## Task brief
Give back each entry unchanged, minus pictures.

Data entries
━━━━

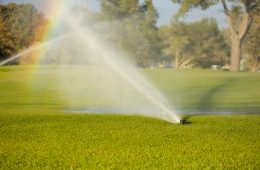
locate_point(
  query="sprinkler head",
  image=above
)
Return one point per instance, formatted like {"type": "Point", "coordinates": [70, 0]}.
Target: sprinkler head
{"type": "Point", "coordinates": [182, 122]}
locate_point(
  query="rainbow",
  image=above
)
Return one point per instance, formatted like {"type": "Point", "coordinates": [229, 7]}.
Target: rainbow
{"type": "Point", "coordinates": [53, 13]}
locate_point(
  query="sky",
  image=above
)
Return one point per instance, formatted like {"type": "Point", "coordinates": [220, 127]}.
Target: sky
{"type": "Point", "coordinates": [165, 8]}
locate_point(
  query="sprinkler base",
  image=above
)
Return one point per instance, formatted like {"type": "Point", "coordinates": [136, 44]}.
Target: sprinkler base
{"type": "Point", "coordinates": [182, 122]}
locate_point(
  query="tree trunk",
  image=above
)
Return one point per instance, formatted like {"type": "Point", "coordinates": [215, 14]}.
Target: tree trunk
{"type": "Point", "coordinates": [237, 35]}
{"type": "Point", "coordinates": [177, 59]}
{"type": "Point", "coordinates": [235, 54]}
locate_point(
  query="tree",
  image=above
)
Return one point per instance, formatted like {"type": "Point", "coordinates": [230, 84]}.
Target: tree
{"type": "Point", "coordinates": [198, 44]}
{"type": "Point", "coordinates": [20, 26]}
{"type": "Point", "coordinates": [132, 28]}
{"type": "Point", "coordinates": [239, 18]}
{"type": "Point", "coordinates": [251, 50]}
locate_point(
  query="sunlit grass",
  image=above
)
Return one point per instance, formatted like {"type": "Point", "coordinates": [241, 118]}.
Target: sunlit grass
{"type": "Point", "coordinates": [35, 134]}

━━━━

## Response to the task
locate_point(
  query="sprinkler head",
  image=above
)
Return one point per instance, formatted like {"type": "Point", "coordinates": [70, 0]}.
Target: sprinkler head
{"type": "Point", "coordinates": [182, 122]}
locate_point(
  query="rainbow",
  image=above
)
Return one point per instance, formatted like {"type": "Point", "coordinates": [229, 7]}.
Target: rainbow
{"type": "Point", "coordinates": [53, 13]}
locate_point(
  query="sky",
  image=above
)
Return one point per instance, formatted like {"type": "Point", "coordinates": [220, 127]}.
Target: sky
{"type": "Point", "coordinates": [165, 8]}
locate_point(
  query="sprinkler base",
  image=above
)
Return one point per instance, formatted like {"type": "Point", "coordinates": [136, 44]}.
Target: sprinkler base
{"type": "Point", "coordinates": [182, 122]}
locate_point(
  query="tree trunk",
  image=above
)
Return one point per instance, formatted like {"type": "Point", "coordinates": [215, 14]}.
Target: tree trunk
{"type": "Point", "coordinates": [237, 35]}
{"type": "Point", "coordinates": [177, 59]}
{"type": "Point", "coordinates": [235, 54]}
locate_point(
  query="tree",
  image=above
)
Return one point per instance, formatted like {"type": "Point", "coordinates": [230, 84]}.
Target: tree
{"type": "Point", "coordinates": [198, 44]}
{"type": "Point", "coordinates": [20, 26]}
{"type": "Point", "coordinates": [132, 28]}
{"type": "Point", "coordinates": [239, 18]}
{"type": "Point", "coordinates": [251, 50]}
locate_point(
  query="sunlit grass",
  image=above
)
Return one point per instance, formatted like {"type": "Point", "coordinates": [241, 118]}.
Target: sunlit grass
{"type": "Point", "coordinates": [35, 134]}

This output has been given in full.